The appointments carried the appropriate departmental affiliations with the University of Maryland and with The Phillips Collection. Fellows received a stipend of $52,000 plus standard UMD benefits, as well as various university and museum privileges, including access to libraries, equipment, support staff, curators, students and faculty.
Past Postdoctoral Fellows
2021–22 Fellow in Modern and Contemporary Art History
Dr. Perrin M. Lathrop received her PhD from Princeton University in 2021, where she also earned a Graduate Certificate in African American Studies. Her research and teaching explore the interlocking intellectual histories and networks of nationalism, Pan-Africanism, and modernism that informed art produced under the strictures of colonialism in Africa. This work has been supported by Princeton University, the Smithsonian, the Paul Mellon Centre, and the Warhol Foundation and has appeared in African Arts, The Journal of African History, and Savvy Journal and in volumes produced by the Newark Museum, the Princeton University Art Museum, the Museum of Modern Art, Harvard University, Phaidon, Bookcraft Nigeria, and Skira. Dr. Lathrop is co-curator of the traveling exhibition African Modernism in America, to be presented at the Phillips fall 2023.
2019–20 Fellow in Modern and Contemporary Art History
Dr. Alison Boyd completed her PhD in Art History and as a Mellon Fellow in Gender and Sexuality Studies at Northwestern University in 2017. She studies the intersection of multiple modernities in American and European art with a focus on the arts of the African Diaspora, the politics of display, and gender theory. Boyd will be working on completing the manuscript for her book, Modernism for America: Negro Art and Primitivism at the Barnes Foundation, 1917-1951. She also plans to work on an article for the Archives of American Art Journal on Horace Pippin’s 1943 painting I’s Comin’.

DIRECTIVE A » Please count the lines of the entries that contain the word "then", and give only that number.
The fellowship text and the entries are unrelated material.

Collected data entries
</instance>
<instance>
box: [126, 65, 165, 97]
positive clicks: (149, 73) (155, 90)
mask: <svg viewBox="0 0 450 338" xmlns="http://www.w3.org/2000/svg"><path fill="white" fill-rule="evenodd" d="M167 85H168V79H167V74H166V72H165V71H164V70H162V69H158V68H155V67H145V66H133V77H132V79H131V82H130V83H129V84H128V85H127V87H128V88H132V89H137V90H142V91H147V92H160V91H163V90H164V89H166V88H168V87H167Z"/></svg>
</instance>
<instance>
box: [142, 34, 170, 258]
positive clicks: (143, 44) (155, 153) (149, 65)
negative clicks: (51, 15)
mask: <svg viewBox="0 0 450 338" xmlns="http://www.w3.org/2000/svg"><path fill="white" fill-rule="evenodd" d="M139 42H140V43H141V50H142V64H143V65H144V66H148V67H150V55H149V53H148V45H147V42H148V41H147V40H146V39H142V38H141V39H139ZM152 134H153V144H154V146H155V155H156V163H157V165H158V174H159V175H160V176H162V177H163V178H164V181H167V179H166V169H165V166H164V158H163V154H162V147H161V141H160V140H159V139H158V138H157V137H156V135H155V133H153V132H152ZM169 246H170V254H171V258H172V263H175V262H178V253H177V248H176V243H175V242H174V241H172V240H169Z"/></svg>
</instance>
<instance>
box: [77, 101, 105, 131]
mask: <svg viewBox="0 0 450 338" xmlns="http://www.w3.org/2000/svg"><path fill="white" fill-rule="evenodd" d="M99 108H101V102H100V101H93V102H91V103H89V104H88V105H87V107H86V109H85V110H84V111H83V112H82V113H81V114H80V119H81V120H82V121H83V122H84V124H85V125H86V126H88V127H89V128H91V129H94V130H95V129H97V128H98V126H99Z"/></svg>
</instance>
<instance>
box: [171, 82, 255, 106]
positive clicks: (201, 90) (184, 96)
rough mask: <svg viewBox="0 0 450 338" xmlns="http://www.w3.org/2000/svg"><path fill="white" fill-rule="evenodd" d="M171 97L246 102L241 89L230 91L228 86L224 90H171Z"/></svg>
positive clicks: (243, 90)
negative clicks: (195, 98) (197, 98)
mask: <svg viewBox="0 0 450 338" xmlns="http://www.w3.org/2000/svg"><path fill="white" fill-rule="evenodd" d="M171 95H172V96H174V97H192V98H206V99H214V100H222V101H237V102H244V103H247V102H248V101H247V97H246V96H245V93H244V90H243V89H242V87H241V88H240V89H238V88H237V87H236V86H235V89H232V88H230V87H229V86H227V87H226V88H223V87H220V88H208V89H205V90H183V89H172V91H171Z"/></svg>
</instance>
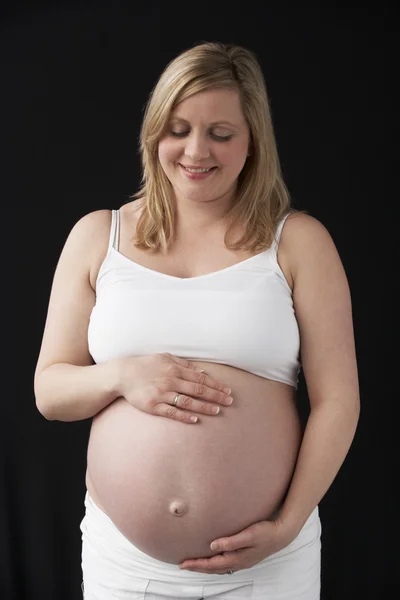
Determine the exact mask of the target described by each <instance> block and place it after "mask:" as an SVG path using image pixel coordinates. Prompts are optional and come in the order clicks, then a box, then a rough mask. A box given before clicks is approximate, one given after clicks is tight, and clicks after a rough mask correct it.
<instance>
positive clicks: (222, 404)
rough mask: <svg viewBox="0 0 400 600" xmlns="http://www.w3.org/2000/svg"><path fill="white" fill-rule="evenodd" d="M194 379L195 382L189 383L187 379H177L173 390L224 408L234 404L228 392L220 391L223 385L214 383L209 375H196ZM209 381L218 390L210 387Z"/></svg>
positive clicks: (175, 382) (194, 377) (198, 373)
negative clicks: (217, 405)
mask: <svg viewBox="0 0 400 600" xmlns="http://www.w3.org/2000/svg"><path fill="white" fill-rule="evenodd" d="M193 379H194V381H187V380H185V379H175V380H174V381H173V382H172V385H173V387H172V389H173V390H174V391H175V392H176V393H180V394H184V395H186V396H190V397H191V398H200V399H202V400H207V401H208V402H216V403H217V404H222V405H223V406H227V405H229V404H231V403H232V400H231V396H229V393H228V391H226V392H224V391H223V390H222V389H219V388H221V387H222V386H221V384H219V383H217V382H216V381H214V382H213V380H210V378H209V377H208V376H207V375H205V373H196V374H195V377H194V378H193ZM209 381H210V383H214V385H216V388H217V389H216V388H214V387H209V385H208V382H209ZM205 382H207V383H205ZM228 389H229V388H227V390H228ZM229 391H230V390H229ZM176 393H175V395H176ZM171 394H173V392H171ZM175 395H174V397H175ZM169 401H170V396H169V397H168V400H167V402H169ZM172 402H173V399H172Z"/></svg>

...

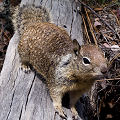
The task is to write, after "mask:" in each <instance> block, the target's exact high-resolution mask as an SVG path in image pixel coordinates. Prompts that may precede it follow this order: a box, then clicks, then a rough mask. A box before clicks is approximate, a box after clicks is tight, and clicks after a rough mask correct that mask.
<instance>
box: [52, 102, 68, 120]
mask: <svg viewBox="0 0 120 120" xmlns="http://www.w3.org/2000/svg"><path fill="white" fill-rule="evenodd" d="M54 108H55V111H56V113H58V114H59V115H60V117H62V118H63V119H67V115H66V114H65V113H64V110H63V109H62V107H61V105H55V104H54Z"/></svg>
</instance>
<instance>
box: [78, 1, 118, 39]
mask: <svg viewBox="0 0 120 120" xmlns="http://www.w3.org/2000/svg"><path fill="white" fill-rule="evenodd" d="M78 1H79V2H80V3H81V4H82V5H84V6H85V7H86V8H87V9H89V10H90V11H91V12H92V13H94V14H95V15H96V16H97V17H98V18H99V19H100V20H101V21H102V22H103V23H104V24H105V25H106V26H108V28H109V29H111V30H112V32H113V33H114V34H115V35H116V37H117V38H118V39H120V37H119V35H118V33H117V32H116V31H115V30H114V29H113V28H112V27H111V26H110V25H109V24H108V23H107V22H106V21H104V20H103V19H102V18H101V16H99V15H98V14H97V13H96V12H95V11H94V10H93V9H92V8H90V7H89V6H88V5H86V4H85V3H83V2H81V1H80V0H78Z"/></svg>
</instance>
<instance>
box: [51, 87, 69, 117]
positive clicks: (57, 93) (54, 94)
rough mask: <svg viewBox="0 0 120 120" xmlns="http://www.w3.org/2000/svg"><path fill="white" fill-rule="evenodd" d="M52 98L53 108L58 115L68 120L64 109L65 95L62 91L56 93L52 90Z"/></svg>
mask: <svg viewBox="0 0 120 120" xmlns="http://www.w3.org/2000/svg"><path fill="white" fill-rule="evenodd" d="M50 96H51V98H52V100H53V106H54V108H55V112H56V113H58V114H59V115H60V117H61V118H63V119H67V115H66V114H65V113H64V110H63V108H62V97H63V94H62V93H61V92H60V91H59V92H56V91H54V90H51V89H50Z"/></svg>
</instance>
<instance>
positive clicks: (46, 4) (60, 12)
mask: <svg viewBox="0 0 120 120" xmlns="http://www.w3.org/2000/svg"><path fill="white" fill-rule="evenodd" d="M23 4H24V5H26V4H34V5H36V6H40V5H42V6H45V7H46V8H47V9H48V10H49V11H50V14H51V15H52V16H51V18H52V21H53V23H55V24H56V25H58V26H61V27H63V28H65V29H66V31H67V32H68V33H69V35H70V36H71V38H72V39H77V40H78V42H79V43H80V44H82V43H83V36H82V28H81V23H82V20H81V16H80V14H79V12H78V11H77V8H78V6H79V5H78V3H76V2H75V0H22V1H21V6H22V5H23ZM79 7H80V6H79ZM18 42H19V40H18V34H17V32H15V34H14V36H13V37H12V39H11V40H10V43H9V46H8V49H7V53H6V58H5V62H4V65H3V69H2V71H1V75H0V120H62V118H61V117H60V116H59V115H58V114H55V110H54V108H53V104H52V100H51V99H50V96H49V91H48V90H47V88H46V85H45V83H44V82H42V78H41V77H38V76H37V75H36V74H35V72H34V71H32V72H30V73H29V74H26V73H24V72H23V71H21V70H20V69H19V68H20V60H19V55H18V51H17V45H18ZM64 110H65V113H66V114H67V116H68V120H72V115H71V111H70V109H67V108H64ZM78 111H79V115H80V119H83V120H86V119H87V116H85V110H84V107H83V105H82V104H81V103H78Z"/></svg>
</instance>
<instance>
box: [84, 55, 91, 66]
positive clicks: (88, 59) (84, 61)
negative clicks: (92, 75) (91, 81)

DIRECTIVE B » Rewrite the fellowship text starting with "The appointments carried" and going on through "students and faculty.", putting "salary" in place of "stipend".

WRITTEN ANSWER A » 2

WRITTEN ANSWER B »
The appointments carried the appropriate departmental affiliations with the University of Maryland and with The Phillips Collection. Fellows received a salary of $52,000 plus standard UMD benefits, as well as various university and museum privileges, including access to libraries, equipment, support staff, curators, students and faculty.